In your copy, include every line of the listing below exactly but none of the pictures.

(Position annotation records)
>> Begin

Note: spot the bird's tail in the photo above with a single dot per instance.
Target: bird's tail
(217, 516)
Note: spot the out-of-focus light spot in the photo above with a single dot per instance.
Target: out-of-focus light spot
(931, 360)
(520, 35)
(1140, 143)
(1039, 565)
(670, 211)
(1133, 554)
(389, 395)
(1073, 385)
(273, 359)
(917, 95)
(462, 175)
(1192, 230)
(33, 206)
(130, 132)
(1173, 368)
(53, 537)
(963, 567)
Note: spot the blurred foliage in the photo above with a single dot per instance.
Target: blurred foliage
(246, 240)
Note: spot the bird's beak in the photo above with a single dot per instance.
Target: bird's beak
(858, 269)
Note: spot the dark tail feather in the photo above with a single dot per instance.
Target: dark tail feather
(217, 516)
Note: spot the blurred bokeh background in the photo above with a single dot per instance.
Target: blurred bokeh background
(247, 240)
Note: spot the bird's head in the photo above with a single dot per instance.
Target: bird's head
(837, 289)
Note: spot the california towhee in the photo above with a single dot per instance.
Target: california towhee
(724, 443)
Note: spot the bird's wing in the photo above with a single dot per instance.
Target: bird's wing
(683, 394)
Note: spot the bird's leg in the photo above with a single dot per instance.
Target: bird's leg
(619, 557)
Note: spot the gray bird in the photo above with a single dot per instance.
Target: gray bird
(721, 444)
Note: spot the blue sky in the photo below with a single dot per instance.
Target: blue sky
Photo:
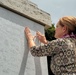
(57, 8)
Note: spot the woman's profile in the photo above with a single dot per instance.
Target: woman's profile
(62, 50)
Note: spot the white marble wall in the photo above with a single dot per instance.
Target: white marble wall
(15, 58)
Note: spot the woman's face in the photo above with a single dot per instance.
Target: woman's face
(59, 31)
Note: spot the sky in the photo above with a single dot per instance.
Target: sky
(57, 8)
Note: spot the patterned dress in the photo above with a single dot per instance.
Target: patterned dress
(63, 54)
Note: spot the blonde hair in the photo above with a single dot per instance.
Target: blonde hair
(70, 22)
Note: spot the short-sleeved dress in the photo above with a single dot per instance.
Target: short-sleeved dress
(63, 53)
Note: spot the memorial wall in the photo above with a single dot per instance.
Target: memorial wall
(15, 57)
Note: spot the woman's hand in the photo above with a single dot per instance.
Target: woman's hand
(41, 37)
(28, 34)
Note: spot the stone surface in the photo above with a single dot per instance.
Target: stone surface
(15, 58)
(28, 9)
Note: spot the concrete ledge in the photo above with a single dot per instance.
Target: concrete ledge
(29, 10)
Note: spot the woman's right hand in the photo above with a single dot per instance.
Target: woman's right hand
(41, 37)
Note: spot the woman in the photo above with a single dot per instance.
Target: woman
(62, 50)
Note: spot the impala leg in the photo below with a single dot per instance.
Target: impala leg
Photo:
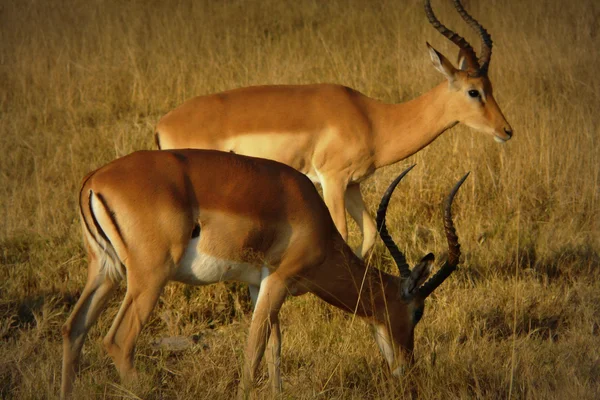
(93, 300)
(357, 210)
(265, 319)
(143, 290)
(333, 194)
(274, 356)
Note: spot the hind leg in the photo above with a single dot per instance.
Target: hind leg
(144, 287)
(93, 300)
(358, 211)
(265, 318)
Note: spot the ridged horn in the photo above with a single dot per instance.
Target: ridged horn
(458, 40)
(453, 246)
(397, 255)
(486, 39)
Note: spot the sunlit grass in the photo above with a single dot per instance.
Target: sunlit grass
(84, 82)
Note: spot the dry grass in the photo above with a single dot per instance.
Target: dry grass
(84, 82)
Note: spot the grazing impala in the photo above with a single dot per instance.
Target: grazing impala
(202, 216)
(336, 135)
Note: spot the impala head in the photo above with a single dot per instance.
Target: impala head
(415, 285)
(471, 97)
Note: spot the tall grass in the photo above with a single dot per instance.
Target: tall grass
(84, 82)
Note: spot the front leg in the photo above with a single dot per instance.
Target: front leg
(366, 223)
(333, 194)
(274, 356)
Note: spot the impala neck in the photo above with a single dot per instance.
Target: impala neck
(346, 283)
(403, 129)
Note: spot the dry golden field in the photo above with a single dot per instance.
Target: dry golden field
(83, 82)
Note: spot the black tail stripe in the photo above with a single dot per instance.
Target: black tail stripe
(113, 219)
(87, 226)
(157, 140)
(96, 224)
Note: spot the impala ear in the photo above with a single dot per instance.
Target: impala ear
(442, 64)
(462, 61)
(465, 63)
(418, 276)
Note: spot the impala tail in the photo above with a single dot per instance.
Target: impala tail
(102, 234)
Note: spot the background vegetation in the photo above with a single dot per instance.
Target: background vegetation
(83, 82)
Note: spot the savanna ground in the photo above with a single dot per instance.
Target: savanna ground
(83, 82)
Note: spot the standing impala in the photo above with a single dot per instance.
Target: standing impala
(202, 216)
(336, 135)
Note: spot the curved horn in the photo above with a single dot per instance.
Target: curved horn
(453, 246)
(486, 39)
(397, 255)
(452, 36)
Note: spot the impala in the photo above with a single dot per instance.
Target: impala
(202, 216)
(336, 135)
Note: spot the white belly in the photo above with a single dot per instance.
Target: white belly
(197, 268)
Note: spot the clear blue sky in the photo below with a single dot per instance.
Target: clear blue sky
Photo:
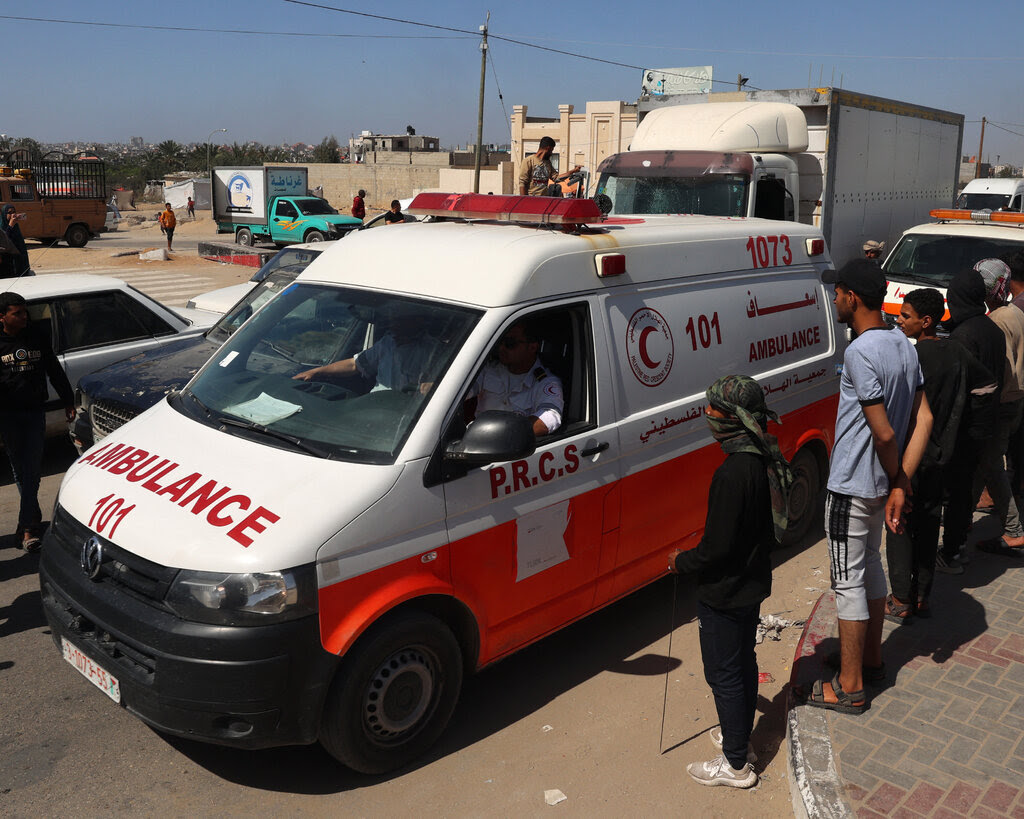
(105, 84)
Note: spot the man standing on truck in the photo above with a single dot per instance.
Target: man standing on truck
(358, 205)
(882, 406)
(26, 361)
(538, 172)
(9, 218)
(168, 222)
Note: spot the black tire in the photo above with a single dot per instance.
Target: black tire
(393, 694)
(77, 235)
(805, 507)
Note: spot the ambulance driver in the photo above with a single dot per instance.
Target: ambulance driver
(519, 383)
(400, 360)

>> End

**EXPECTED OUTPUT**
Note: spot the bird's tail in the photo above with a single dot per instance.
Target: bird's tail
(217, 516)
Note: spot the out-of-focus light spot in the photo above with a single dot per instance.
Target: out-of-focus light spot
(931, 360)
(520, 35)
(1140, 143)
(1039, 565)
(670, 211)
(1133, 554)
(389, 395)
(1073, 385)
(273, 359)
(917, 95)
(462, 175)
(1192, 230)
(33, 206)
(130, 132)
(1173, 368)
(53, 537)
(963, 567)
Note: spot the blurred foliage in the photo above with a single dot per instance.
Target: blurred foliage
(246, 240)
Note: spot the bird's beak in the photo above with a single dot per instance.
Target: bird's beak
(858, 269)
Note: spot the dark tail feather in the photo above with a single dot per instance.
Target: dark tail feather
(217, 516)
Note: spot the blurred bokeh background in the photo above with a single dot per instance.
Target: blurred bokeh background
(247, 240)
Note: spot the bird's head in the photo above with a single dot per instance.
Target: bird's head
(837, 289)
Note: spot the california towhee in the photo above with a single dot per instance.
Target: california towhee
(724, 443)
Note: spot the bird's wing in the photo above with a single dot per instance.
Target: bird's wing
(683, 394)
Note: spot the bird's leg in the photo above with a single dot per instance.
Target: bird's leg
(619, 557)
Note: spot the gray bird in the photo above with a single dot per instance.
Target: gray bird
(721, 444)
Note: spot the blue sky in the photo below with a single dot per instance.
Target: blue sky
Photo:
(57, 8)
Note: spot the woman's profile in the photo above with a single dot per instance.
Target: woman's profile
(62, 50)
Note: spot the white marble wall in the photo above with a single dot per instance.
Target: white marble wall
(15, 58)
Note: spot the woman's face in the photo above with a single dot per instance.
Target: woman's face
(59, 31)
Note: spot the sky in the photo above with a single dot per instance.
Target: sky
(57, 8)
Note: spot the patterned dress in the photo above with a single dot per instance.
Target: patterned dress
(63, 54)
Note: spot the blonde hair in the photo above with a single dot per instance.
Target: blonde hair
(70, 22)
Note: spot the short-sleeved dress in the photo above with a single dot per instance.
Target: short-sleeved dress
(63, 53)
Note: spot the memorial wall in the photo above with a single dot per instance.
Target: memorial wall
(15, 57)
Note: spot the woman's hand in the photo above with a single dot per instance.
Target: woman's hand
(41, 37)
(28, 34)
Note: spot the stone surface in the photo above with a single dot per instance.
Target: stone surface
(15, 58)
(28, 9)
Note: spot the concrete ledge in the photo above with a single dot per instance.
Target: concrete ledge
(29, 10)
Note: spot the woman's right hand in the photo above with a single dot per instance.
Target: woman's right hand
(41, 37)
Note: spot the woman in the photo above with a single dot per instance.
Target: woman
(62, 50)
Note: spot the impala leg in the photo below with a single dot per instance.
Target: impala leg
Photo:
(93, 300)
(357, 210)
(265, 319)
(143, 290)
(333, 194)
(274, 356)
Note: spot the hind leg in the photo above with a single dot per instance.
Target: hind leg
(144, 287)
(93, 300)
(358, 211)
(265, 318)
Note: spot the ridged horn in the photo above with a single dot per instance.
Target: ridged horn
(458, 40)
(453, 246)
(397, 255)
(486, 39)
Note: spot the sunlit grass in the photo above with a single dot per instance.
Target: sunlit grass
(84, 82)
Note: spot the dry grass in the photo above with a single dot per instance.
Target: dry grass
(84, 82)
Note: spot the grazing impala in the photo above with a single dot per instance.
Target: grazing impala
(202, 216)
(336, 135)
Note: spot the impala head in the photo above with a single dot per instance.
Target: impala head
(415, 285)
(471, 97)
Note: spot the tall grass in the photo above with a single dot per instance.
Target: tall grass
(84, 82)
Note: spot the front leg in the photo above with a single dot per instance.
Target: front leg
(366, 223)
(333, 194)
(274, 356)
Note: spot the impala neck in the photo above with a single dot per instance.
Target: impala neck
(346, 283)
(403, 129)
Note: spot the dry golden field in the photo above with a single dot per instance.
Target: dry golden field
(83, 82)
Note: spot the black tail stripe in the photo above with a single dot per instance.
Target: black tail stripe
(113, 219)
(87, 226)
(157, 140)
(96, 224)
Note: spot the impala ear in the photo above with a single dot per instance.
Target: impala ear
(442, 64)
(462, 61)
(465, 63)
(418, 276)
Note: spot the impala tail in the photo above with a single dot per instance.
Target: impala tail
(102, 234)
Note: spot the background vegetation in the photo above with a single dot per instance.
Target: background vegetation
(83, 82)
Note: spot the savanna ground in the photo above with a single dot per instance.
Target: savanna ground
(83, 82)
Note: spot the standing impala in the photo above with a single dot per instance.
Target: standing impala
(202, 216)
(336, 135)
Note: spot the curved horn in the photo above with a single dot per instance.
Target: curved horn
(453, 246)
(486, 39)
(397, 255)
(452, 36)
Note: spot the impala in the photo above with a single dot per instance.
Target: impala
(202, 216)
(336, 135)
Note: spot the white belly in the photo above with a single dot per instance.
Target: white belly
(197, 268)
Note: spot the clear blue sky in the photo below with a single dot per instance.
Target: clear blue sky
Photo:
(105, 84)
Note: spot the man standing on truck in the photo above with a single dot per instance.
Target: man standing on truck
(358, 205)
(882, 406)
(26, 361)
(538, 172)
(9, 218)
(168, 222)
Note: spot the black tire in the photo above with a single dot per instance.
Target: black tire
(393, 694)
(77, 235)
(805, 507)
Note: spot the ambulance driver in the photo above with a single dot per instance.
Target: ambulance driver
(519, 383)
(400, 360)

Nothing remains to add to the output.